• **List of tasks**
[A] In the passage on the Hmong, what name did the Hmong give their CIA paramilitary advisors?
[B] Translate this sentence from the passage on the Hmong into Spanish: "In 1961, the CIA approached Vang Pao, a Hmong, who at that time was a Major in the regular Royal Lao Army."

• **Source passage**
There was also the forced conscription of corvee labor to build such things as roads, a mandatory service that was demanded of all the Lao peoples and another issue that incensed the Hmong. The resentment of many of them grew, and in 1917, someone called Baa Chai announced that he was in contact with former Hmong kings, including Sin Sai, and proclaimed himself the first Chao Fa, a Prince of the Sky. For four years, he led a revolt against the French until the rebellion was eventually crushed in 1920.

In 1961, the CIA approached Vang Pao, a Hmong, who at that time was a Major in the regular Royal Lao Army. They had a proposition for him - to lead his own army of Hmong tribesmen in Xieng Khouang, Military Region II. He would work directly with the CIA, and not via the Royal Lao Army commanders. Vang Pao set about recruiting those Hmong who had not yet joined the Pathet Lao. They were easily swayed, flabbergasted, yet elated, that the most powerful nation on earth, the United States of America, had come to them, the Hmong, a little known hill-tribe, and had asked them to fight alongside them. The invincible army had at last materialized, and the Chao Fa legend was being transformed into living reality. Xieng Khouang was to be a Hmong nation.

And so it was no surprise that the Hmong called their CIA paramilitary advisors 'Sky Men'. The psy-ops people at CIA Udon appreciated the value of this mythical aura around their operatives, and actively encouraged it. The fact that Air America planes dropped supplies from the sky only reinforced this conviction.

Just like the French, the CIA used opium to finance their 'secret army'. By that time, the fragile economy of the Hmong had become dependent on opium as a cash crop. So helping them sell it was a way of paying them as well. Air America, the CIA airline, would fly it out. Some of the opium was sent to Saigon where it was processed into No 4 grade heroin - 99% pure. Unscrupulous South Vietnamese, including government officials and military officers, sold this heroin to American GI's - the very same soldiers who were sent to the other side of the world to protect them, and many of these boys came home with a monkey on their back.

• **Dataset content**
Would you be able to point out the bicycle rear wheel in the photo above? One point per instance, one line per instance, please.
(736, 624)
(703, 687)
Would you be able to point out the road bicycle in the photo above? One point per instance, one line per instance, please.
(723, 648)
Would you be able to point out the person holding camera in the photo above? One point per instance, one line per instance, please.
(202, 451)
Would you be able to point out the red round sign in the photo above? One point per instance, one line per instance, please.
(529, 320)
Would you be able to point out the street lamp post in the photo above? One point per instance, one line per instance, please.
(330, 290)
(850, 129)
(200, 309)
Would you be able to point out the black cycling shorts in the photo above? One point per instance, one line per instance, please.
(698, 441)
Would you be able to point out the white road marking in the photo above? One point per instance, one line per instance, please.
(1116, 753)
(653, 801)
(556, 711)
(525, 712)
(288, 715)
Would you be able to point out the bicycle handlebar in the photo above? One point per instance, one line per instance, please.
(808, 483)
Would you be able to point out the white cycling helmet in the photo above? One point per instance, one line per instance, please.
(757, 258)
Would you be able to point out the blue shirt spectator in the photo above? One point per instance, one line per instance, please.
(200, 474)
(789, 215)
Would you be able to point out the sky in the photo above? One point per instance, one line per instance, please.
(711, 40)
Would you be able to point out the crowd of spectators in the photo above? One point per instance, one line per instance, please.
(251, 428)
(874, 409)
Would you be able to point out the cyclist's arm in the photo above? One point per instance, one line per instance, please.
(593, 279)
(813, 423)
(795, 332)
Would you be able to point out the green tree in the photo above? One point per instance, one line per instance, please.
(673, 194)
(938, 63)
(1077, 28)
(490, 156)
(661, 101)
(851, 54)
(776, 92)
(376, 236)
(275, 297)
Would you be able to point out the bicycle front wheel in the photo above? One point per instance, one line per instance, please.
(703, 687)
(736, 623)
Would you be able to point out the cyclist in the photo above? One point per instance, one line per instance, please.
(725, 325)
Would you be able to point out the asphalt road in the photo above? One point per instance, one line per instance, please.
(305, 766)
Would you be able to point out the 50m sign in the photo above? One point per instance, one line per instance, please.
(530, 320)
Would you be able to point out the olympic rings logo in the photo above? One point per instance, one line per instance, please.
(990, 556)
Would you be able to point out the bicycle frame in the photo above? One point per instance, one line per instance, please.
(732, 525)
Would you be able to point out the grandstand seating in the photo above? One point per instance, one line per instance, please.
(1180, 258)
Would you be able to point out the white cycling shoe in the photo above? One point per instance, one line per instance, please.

• **Answers to the tasks**
[A] They called them 'Sky Men'.

[B] En 1961, la CIA contactó a Vang Pao, un hmong, que en aquel entonces era mayor del Ejército Real Lao regular.